**Objective**
Rewrite all of the entries below as a numbered list, leaving out any blank lines.

◆ ◆ ◆ ◆ ◆ ◆ ◆

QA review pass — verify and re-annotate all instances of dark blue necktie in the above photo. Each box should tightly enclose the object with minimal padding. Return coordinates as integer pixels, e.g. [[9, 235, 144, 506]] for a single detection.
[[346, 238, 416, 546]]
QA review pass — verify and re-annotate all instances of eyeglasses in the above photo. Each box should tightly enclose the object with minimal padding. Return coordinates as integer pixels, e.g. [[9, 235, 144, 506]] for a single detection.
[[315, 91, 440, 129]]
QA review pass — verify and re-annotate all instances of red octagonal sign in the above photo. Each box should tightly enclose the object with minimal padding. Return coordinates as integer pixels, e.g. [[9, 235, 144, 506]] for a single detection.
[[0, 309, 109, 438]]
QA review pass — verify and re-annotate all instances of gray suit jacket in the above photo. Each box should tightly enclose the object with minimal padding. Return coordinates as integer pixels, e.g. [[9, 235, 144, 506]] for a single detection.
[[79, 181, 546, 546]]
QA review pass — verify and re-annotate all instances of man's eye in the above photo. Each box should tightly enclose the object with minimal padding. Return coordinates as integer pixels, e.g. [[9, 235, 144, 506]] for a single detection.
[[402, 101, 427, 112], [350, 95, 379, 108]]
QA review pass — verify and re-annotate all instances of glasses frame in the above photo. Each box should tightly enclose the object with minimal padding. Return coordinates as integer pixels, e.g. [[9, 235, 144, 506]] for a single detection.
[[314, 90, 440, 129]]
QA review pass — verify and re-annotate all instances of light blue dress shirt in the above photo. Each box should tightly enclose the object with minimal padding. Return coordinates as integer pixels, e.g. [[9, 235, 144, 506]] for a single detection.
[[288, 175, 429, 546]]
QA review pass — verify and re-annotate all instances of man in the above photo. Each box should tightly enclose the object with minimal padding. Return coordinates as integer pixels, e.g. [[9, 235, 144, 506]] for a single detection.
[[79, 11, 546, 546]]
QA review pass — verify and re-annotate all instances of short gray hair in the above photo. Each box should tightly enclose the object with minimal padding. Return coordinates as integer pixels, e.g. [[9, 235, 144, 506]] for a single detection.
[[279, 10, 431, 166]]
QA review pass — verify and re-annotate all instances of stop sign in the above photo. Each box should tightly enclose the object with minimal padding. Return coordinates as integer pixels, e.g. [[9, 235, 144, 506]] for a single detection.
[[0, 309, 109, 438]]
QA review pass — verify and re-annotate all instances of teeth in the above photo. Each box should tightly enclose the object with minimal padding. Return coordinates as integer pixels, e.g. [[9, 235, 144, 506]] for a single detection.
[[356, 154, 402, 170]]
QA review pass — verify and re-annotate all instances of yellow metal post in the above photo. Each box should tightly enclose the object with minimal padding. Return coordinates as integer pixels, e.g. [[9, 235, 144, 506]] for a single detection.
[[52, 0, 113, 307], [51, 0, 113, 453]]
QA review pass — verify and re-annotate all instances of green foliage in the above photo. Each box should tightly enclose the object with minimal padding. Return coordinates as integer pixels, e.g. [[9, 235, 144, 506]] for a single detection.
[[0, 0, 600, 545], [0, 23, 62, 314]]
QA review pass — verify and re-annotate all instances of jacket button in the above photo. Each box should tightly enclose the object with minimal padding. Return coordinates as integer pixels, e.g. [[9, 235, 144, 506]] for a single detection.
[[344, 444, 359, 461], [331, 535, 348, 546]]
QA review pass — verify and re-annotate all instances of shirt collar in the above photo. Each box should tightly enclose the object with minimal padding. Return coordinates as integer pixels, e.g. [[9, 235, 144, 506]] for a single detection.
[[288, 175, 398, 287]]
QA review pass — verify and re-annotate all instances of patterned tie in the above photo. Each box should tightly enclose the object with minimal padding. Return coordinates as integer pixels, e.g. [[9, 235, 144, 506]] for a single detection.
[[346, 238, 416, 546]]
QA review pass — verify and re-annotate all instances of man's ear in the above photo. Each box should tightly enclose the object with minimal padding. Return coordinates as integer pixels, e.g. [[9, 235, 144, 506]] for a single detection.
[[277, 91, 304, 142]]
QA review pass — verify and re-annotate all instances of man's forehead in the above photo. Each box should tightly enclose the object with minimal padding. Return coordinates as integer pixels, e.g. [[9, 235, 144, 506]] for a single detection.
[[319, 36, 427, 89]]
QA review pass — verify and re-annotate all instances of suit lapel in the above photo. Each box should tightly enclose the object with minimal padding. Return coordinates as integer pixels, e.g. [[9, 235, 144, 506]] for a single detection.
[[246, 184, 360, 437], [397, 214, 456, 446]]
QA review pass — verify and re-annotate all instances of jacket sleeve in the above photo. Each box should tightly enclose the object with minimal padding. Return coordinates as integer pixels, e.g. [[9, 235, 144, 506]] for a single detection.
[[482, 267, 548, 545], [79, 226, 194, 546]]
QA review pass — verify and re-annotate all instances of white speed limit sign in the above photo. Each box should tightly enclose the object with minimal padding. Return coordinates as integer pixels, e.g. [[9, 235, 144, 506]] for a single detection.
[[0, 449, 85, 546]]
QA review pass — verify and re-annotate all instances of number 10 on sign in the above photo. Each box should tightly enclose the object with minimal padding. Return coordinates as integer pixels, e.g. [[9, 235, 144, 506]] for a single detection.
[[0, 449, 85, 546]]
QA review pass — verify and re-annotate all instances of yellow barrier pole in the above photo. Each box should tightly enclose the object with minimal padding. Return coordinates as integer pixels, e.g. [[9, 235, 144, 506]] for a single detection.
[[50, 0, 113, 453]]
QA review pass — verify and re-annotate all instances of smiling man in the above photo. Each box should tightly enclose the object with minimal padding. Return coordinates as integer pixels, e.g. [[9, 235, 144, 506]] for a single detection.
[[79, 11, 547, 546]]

◆ ◆ ◆ ◆ ◆ ◆ ◆

**Solution**
1. QA review pass — verify and re-annotate all instances of dark blue necktie in the above photo. Each box should tightly enclose the object with minimal padding. Return coordinates as integer pixels, e.g. [[9, 235, 144, 506]] for a single detection.
2. [[346, 238, 416, 546]]
3. QA review pass — verify and re-annotate all instances of eyeglasses in the above photo. Each box should tightly enclose the object with minimal padding. Return coordinates as integer pixels, e.g. [[9, 235, 144, 506]] for a single detection.
4. [[315, 91, 440, 129]]
5. QA review pass — verify and re-annotate all instances of red octagonal sign in the above photo. Each box should tightly enclose the object with minimal padding. Return coordinates as integer pixels, e.g. [[9, 235, 144, 506]] for a single detection.
6. [[0, 309, 109, 438]]
7. QA review pass — verify and re-annotate all instances of gray suit jacket in the above photo. Each box should tightly enclose the object with minimal padding. Return coordinates as integer pixels, e.g. [[9, 235, 144, 506]] for a single detection.
8. [[79, 181, 546, 546]]
9. QA review pass — verify and re-annotate all instances of man's eye in the above photo. Each box should tightly enclose the object with minimal padding. Return coordinates as integer pixels, e.g. [[9, 235, 144, 506]] for a single detection.
10. [[402, 101, 427, 112], [350, 95, 379, 108]]
11. QA review pass — verify and re-annotate all instances of glasses frame in the above photo. Each box should tightly enclose the object with minimal padding. Return coordinates as integer pixels, e.g. [[9, 235, 144, 506]] for a single detection.
12. [[314, 90, 440, 129]]
13. QA review pass — verify and re-annotate all instances of light blue dress shirt in the above photo. Each box should tightly enclose the object with minimal padding. Return coordinates as integer pixels, e.g. [[9, 235, 144, 506]] for a single detection.
14. [[288, 175, 429, 546]]
15. QA review pass — verify and re-annotate all instances of man in the above photo. Each box should tightly enclose the object with minimal padding. Return coordinates as integer pixels, e.g. [[9, 235, 144, 506]] for a single detection.
16. [[79, 11, 546, 546]]
17. QA review pass — verify and re-annotate all instances of short gray hair in the above photo. Each box should tightly enclose the object with minimal padding. Return coordinates as integer pixels, e.g. [[9, 235, 144, 506]] for a single detection.
18. [[279, 10, 431, 166]]
19. QA review pass — verify and re-annotate all instances of stop sign in the above photo. Each box should tightly enclose the object with minimal padding. Return coordinates as integer pixels, e.g. [[9, 235, 144, 506]] for a single detection.
20. [[0, 309, 109, 438]]
21. QA review pass — verify and re-annotate all instances of teeth in the above photo. Each box should tightly enclose the object with minimal padding. Return coordinates as integer pixels, e.g. [[9, 235, 144, 506]] for a single detection.
22. [[356, 154, 402, 170]]
23. QA review pass — verify and re-annotate all instances of yellow metal post in the above photo. Each box should tightly enclose the object with minimal padding. Return coordinates as integer pixels, e.g. [[9, 235, 144, 506]] for a single detection.
24. [[52, 0, 113, 307], [51, 0, 113, 453]]
25. QA review pass — verify and re-annotate all instances of green foliage in the above photo. Each box should tightly enclose the object with minimal padding. Return coordinates as integer pixels, e.g. [[9, 235, 144, 506]] for a single detection.
26. [[0, 0, 600, 545], [0, 23, 62, 314]]
27. QA review pass — verify and re-annotate all instances of jacket button in the above photo. Each box should tightly enclose the object with minimal padding. Return coordinates as integer pixels, e.g. [[9, 235, 144, 506]] for a single detection.
28. [[344, 444, 359, 461], [331, 535, 348, 546]]
29. QA review pass — verify and re-annotate all instances of shirt collar in the above photo. Each box should tightly enclose the object with minimal padding. Return coordinates as integer pixels, e.g. [[9, 235, 144, 506]] for a single detection.
30. [[288, 175, 398, 287]]
31. QA review pass — verify and re-annotate all instances of patterned tie in the above photo. Each box should tightly enclose the object with minimal padding. Return coordinates as integer pixels, e.g. [[9, 235, 144, 506]] for a single detection.
32. [[346, 238, 416, 546]]
33. QA review pass — verify and re-annotate all instances of man's ear in the above photo. Each box should tightly enclose the object with minimal padding. Return coordinates as integer pixels, e.g. [[9, 235, 144, 506]] for a single detection.
34. [[277, 91, 304, 142]]
35. QA review pass — verify and re-annotate all instances of man's forehead in the above photo. Each box should tightly enclose the object with minimal padding. Return coordinates as integer pixels, e.g. [[9, 235, 144, 506]] for a single detection.
36. [[319, 36, 427, 89]]
37. QA review pass — verify and re-annotate all instances of suit lapel in the above photo. Each box should tightly enclose the object with minimal padding. Return coordinates as integer pixels, e.g. [[9, 235, 144, 506]] for a single detection.
38. [[246, 184, 360, 437], [397, 214, 456, 446]]
39. QA review pass — verify and re-annotate all instances of jacket sleeve in the above photo. Each box should tightly enclose the object with minimal padding. Return coordinates as integer pixels, e.g. [[9, 235, 144, 506]] for a single detection.
40. [[482, 267, 548, 545], [79, 226, 194, 546]]
41. QA review pass — verify and re-annotate all instances of white speed limit sign in the above photo. Each box should tightly enclose the object with minimal padding. Return coordinates as integer pixels, e.g. [[9, 235, 144, 506]] for a single detection.
42. [[0, 449, 85, 546]]
43. QA review pass — verify and re-annotate all instances of number 10 on sign in the above photo. Each box should tightly enclose the object with minimal padding. Return coordinates as integer pixels, e.g. [[9, 235, 144, 506]] for a single detection.
44. [[0, 449, 85, 546]]
45. QA review pass — verify and re-annotate all instances of yellow barrier pole in the above photo. Each box should tightly enclose the object with minimal padding. Return coordinates as integer pixels, e.g. [[9, 235, 144, 506]] for a single detection.
46. [[50, 0, 113, 453]]
47. QA review pass — verify and re-annotate all instances of smiling man in the above photo. Each box should tightly enclose the object with minimal padding. Return coordinates as integer pixels, e.g. [[9, 235, 144, 506]] for a single detection.
48. [[79, 11, 547, 546]]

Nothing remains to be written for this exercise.